▶ **LISTE DES TÂCHES**:
[A] D'après le texte sur les élections législatives au Togo, combien d'habitants le pays compte-t-il selon les résultats définitifs du recensement ?
[B] Relevez toutes les lignes des entrées qui contiennent la chaîne « neck ». La casse compte.

▶ **EXTRAIT DU DOCUMENT**:
Elections législatives et enjeux géo- ethniques
Les résultats définitifs du 4ème recensement général de la population et de l’habitat ont été proclamés en février dernier. Ces résultats ont permis de savoir que le Togo compte un peu plus de six millions d’habitants. Toutefois, derrière le rideau de ce recensement, se cachent bien d’autres réalités qui échappent au Togolais lambda et qui méritent d’être portées au grand jour. En effet, de nombreuses populations Kabyè rencontrées dans le canton d’Agoè lors des opérations ont affiché un véritable dédain vis-à-vis du régime de Lomé. A les entendre parler du pouvoir RPT et des hommes qui l’incarnent, on ne dirait pas qu’ils appartiennent à la même ethnie que le chef de l’Etat. Pire, le degré de leur mécontentement prouve à plus d’un titre que même s’ils votaient RPT auparavant, ils le faisaient malgré eux et ne sont plus prêts à le faire lors des prochaines consultations électorales. Et pour cause, les Kabyè d’Agoè, ainsi que la plupart des personnes de cette ethnie vivant à Lomé et à l’intérieur du pays, végètent dans une misère criarde. Certes, le recensement a été effectué depuis novembre 2010. Mais, à quelques mois des législatives de 2012, pourquoi ne pas revenir sur ce sujet afin d’éviter que le pouvoir ne se serve encore une fois de l’argument ethnique pour frauder et prétendre avoir gagné ce scrutin.
Cela peut étonner plus d’un. Mais, c’est de la pure réalité. L’une des ethnies les plus marginalisées au Togo est sans nul doute l’ethnie Kabyè. Le 4ème recensement général de la population et de l’habitat effectué fin 2010 a permis d’en avoir la preuve. D’aucuns se poseront peut-être la question de savoir pourquoi nous revenons sur une enquête effectuée il y a un peu plus d’un an. La raison est toute simple : à quelques mois seulement des élections législatives de 2012, le peuple togolais ne mérite plus d’être trompé par un régime qui se sert régulièrement de l’argument ethnique pour justifier et légitimer ces nombreuses fraudes. Ceci dit, il est utile, voire nécessaire de revenir sur cette petite enquête. Car, compte tenu de leur souffrance, il est clair d’après des témoignages que nous avons recueillis que point n’est besoin d’être magicien pour savoir que nos frères Kabyé ne sont plus disposés à porter leur choix sur un pouvoir qui a passé plus de 40 ans à les tromper, à les mépriser et à n’assouvir que les ambitions d’une minorité. « Voter pour nous, nous sommes tous des frères d’une même région. Si vous porter votre choix sur le ‘’maïs’’, nous allons changer vos conditions de vie », ont l’habitude de répéter les caciques du RPT à leurs frères de Kara à l’approche de chaque élection. Malheureusement, ces promesses ne durent que le temps de la campagne électorale et ne sont jamais tenues. Sur le terrain, le constat est flagrant. Il suffit tout simplement de parcourir le tronçon Kara Pya pour se rendre compte de l’évidence. A côté des maisons des hautes autorités parsemées dans les champs de mil et de maïs, se retrouvent plusieurs cases en terre battue coiffées de paille qui abritent des populations qui ont à peine 25 centimes de dollars par jour, soit le quart du minimum conventionnel pour n’être point frappé par la pauvreté. A côté des gibiers et de la vie de Mamamouchi vécue dans les jardins des Gnassingbé à Pya, se retrouvent des populations qui consomment des sauces sans ce que nous appelons communément « cube ». La réalité » est noire. Et pourtant, ce brave peuple, qui donne tout au régime et qui n’a rien en contrepartie, est obligé de gré ou de force de renouveler sa confiance, de façon abusive.

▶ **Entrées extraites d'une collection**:
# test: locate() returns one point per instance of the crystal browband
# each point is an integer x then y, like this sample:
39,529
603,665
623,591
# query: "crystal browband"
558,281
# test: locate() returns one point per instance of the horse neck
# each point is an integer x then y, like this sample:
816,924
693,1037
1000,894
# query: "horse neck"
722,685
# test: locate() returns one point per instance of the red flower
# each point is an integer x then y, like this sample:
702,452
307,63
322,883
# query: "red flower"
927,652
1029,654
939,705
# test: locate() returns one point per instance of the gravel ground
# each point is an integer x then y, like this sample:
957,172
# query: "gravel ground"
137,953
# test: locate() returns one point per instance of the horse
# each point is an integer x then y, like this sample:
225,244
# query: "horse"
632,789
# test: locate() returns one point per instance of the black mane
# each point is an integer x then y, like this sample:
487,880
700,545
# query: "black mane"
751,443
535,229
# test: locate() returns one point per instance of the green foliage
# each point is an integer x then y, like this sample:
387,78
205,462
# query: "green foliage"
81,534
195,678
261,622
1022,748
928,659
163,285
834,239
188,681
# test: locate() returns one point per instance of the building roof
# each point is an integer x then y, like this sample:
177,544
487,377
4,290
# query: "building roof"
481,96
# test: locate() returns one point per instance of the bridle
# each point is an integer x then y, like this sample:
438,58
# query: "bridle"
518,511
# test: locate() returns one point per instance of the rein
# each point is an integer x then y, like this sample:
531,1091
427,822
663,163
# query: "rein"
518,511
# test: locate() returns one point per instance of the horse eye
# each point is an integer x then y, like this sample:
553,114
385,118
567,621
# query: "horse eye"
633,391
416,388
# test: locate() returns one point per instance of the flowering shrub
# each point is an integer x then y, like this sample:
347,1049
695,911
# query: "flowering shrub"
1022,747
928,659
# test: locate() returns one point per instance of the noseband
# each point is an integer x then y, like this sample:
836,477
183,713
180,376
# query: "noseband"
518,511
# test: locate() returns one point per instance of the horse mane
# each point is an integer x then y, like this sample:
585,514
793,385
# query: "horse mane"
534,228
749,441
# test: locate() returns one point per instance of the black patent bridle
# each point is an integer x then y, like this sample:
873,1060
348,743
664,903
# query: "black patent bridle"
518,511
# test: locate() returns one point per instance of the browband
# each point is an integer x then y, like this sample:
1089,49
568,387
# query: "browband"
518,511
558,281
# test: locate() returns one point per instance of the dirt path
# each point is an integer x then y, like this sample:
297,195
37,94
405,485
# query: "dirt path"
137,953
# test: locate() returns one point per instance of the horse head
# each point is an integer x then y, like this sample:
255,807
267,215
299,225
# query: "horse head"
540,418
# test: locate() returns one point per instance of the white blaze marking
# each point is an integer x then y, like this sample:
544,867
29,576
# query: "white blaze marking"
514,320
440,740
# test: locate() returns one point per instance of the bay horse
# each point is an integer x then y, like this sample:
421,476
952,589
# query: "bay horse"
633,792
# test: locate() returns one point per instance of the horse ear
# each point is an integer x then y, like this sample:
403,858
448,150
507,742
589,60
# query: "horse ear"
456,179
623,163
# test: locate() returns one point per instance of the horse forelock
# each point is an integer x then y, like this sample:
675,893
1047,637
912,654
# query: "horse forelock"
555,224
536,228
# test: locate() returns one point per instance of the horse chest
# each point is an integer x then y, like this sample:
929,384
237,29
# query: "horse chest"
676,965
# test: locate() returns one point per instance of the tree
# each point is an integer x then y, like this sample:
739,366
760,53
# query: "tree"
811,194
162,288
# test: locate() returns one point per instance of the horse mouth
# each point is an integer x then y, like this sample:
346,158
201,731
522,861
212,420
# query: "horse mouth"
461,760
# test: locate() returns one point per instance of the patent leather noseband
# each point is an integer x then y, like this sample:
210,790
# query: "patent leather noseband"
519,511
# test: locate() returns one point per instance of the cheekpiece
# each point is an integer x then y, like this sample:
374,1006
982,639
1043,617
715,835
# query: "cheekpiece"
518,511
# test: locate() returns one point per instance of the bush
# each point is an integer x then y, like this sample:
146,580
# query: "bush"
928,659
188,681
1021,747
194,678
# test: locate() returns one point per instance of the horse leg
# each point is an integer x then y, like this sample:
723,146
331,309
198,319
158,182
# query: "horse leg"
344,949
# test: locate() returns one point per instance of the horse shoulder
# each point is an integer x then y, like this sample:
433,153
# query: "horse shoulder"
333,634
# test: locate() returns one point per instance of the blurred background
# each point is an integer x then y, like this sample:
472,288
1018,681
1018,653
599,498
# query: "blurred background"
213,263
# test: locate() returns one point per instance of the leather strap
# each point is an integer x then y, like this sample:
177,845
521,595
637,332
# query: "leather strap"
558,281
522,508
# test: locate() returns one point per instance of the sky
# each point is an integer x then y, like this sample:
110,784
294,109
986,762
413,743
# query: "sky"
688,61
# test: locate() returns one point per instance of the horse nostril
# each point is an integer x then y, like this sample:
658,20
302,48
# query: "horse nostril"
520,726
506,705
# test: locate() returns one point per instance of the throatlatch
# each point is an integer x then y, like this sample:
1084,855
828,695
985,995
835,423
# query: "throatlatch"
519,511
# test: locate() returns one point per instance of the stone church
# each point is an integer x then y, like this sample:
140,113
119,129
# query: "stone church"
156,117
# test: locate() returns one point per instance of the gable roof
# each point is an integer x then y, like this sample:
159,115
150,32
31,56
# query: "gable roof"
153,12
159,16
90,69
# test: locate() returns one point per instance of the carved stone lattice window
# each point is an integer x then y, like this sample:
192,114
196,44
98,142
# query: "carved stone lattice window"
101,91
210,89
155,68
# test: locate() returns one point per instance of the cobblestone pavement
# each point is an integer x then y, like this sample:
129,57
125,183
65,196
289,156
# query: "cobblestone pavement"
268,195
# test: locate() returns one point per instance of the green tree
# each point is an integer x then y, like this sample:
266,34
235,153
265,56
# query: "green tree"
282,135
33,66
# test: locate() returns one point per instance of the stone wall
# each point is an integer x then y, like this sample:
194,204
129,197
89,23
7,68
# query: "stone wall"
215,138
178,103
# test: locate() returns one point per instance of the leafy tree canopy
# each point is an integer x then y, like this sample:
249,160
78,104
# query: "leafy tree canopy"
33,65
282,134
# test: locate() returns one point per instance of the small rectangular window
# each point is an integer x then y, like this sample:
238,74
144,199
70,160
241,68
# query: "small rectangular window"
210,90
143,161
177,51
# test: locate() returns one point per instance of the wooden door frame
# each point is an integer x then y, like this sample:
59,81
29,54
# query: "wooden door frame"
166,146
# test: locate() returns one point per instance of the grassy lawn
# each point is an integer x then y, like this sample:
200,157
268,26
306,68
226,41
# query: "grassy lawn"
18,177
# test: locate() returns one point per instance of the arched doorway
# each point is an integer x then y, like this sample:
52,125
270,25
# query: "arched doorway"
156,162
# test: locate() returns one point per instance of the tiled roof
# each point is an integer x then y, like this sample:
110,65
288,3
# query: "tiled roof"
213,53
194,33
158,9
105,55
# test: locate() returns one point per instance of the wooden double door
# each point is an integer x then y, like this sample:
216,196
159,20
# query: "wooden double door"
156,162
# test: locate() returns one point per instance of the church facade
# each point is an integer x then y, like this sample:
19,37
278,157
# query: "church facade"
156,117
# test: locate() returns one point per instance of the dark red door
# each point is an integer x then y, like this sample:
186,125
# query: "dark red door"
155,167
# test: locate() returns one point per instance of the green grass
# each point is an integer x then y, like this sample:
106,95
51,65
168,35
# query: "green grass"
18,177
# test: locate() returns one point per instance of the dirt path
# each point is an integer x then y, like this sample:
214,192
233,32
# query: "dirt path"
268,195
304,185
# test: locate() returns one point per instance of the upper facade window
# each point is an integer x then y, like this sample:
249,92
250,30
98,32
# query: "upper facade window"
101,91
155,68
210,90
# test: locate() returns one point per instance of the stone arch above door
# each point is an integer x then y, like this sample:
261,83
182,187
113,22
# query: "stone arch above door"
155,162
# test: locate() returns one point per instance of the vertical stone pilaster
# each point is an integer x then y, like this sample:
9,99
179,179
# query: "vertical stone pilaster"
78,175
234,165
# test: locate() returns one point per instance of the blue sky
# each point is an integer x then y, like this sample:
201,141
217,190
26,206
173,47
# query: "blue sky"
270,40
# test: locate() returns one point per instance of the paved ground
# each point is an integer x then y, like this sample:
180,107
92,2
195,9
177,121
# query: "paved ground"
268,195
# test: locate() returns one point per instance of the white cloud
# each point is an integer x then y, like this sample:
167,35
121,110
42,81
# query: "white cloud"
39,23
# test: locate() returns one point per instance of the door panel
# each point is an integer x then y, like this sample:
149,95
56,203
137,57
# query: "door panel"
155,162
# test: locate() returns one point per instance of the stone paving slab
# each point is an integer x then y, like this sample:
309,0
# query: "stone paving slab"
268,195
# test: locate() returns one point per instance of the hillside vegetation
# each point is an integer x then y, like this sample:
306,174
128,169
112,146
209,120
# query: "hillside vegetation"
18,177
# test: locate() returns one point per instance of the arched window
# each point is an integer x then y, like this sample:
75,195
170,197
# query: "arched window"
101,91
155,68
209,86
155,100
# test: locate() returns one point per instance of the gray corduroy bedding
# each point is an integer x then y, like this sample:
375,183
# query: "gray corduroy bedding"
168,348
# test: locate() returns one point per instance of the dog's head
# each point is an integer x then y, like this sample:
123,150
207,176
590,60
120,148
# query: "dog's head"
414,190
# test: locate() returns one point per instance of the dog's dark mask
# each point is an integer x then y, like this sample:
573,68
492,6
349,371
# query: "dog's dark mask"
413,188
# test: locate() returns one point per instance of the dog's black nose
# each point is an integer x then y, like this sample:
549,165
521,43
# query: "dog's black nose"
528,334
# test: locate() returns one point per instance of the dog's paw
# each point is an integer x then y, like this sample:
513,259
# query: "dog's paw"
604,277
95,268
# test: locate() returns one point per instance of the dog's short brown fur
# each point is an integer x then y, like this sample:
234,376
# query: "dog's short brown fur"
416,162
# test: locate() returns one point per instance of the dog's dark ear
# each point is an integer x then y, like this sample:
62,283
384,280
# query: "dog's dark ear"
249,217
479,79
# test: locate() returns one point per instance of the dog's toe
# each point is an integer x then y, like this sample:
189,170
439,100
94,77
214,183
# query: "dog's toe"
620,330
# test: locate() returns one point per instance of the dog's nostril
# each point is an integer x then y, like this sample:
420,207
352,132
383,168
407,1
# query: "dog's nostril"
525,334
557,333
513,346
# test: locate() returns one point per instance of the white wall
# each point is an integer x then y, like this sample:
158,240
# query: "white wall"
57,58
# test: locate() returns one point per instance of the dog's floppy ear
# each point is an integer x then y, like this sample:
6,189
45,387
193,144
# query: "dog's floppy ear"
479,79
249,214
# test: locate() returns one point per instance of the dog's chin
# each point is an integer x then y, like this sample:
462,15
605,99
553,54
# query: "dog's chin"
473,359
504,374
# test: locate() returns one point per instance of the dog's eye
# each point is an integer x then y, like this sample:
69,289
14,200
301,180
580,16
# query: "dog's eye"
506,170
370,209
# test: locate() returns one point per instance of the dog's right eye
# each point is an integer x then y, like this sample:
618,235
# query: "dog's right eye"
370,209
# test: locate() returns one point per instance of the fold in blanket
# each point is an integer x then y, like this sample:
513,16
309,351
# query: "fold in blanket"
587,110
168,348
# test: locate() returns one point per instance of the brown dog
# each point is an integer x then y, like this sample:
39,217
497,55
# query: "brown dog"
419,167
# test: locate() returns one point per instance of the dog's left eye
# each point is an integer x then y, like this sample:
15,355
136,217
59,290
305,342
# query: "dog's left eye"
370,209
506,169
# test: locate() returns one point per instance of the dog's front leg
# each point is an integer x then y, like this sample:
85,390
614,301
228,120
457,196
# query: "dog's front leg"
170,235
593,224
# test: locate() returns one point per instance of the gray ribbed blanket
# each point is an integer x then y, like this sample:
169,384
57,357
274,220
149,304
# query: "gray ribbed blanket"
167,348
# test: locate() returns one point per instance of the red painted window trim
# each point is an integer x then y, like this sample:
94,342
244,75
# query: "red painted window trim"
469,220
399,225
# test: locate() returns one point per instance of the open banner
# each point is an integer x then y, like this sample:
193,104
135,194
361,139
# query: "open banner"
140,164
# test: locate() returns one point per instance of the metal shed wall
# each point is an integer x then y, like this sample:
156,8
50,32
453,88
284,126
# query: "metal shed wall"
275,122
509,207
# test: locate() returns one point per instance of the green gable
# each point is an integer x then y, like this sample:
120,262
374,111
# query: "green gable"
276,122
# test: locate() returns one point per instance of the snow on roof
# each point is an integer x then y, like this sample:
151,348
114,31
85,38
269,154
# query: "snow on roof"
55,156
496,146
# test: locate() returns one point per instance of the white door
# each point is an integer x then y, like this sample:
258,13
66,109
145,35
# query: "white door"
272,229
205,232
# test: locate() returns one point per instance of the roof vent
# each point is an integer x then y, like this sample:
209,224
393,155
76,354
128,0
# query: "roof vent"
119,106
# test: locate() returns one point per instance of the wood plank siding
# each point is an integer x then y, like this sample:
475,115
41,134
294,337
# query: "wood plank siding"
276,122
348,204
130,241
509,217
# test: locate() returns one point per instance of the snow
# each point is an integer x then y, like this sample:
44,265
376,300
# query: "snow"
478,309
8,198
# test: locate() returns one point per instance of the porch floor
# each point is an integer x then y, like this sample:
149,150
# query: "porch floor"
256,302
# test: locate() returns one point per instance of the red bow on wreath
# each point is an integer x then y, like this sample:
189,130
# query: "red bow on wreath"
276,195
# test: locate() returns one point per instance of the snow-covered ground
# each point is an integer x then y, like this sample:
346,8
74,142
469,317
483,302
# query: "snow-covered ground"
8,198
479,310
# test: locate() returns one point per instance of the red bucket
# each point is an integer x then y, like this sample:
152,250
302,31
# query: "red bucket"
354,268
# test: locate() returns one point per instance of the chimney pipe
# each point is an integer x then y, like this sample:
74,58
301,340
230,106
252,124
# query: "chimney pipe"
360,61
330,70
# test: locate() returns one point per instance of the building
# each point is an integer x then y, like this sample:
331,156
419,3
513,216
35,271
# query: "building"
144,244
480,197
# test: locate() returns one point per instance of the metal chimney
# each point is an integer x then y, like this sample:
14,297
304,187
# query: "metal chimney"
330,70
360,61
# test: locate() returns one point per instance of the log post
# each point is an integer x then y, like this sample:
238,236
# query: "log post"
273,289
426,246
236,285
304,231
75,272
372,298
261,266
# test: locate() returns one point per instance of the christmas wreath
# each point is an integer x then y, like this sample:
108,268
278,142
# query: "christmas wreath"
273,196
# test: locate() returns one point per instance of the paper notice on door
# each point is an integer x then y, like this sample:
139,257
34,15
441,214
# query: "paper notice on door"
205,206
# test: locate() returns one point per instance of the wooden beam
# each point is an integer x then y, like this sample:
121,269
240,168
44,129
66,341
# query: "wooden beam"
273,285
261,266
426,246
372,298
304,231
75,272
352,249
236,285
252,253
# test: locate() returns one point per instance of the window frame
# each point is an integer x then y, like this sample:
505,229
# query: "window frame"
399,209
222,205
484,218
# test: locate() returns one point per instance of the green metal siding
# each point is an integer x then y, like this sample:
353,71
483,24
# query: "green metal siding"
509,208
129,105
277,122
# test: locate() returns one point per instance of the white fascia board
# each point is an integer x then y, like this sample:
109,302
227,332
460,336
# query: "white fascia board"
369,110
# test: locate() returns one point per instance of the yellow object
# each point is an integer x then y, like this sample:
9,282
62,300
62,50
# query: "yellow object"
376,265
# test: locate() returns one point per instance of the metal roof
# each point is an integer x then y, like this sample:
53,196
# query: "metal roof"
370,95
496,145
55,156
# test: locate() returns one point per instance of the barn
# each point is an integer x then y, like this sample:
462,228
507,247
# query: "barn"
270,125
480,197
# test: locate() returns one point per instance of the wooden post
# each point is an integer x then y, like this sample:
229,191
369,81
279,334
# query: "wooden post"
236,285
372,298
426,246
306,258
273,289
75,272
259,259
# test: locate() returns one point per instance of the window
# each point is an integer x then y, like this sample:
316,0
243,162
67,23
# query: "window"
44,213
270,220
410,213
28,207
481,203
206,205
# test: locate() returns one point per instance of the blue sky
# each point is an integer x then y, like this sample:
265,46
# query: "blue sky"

▶ **EN RÉPONSE**:
[A] Le Togo compte un peu plus de six millions d'habitants.

[B]
# test: locate() returns one point per instance of the horse neck
# query: "horse neck"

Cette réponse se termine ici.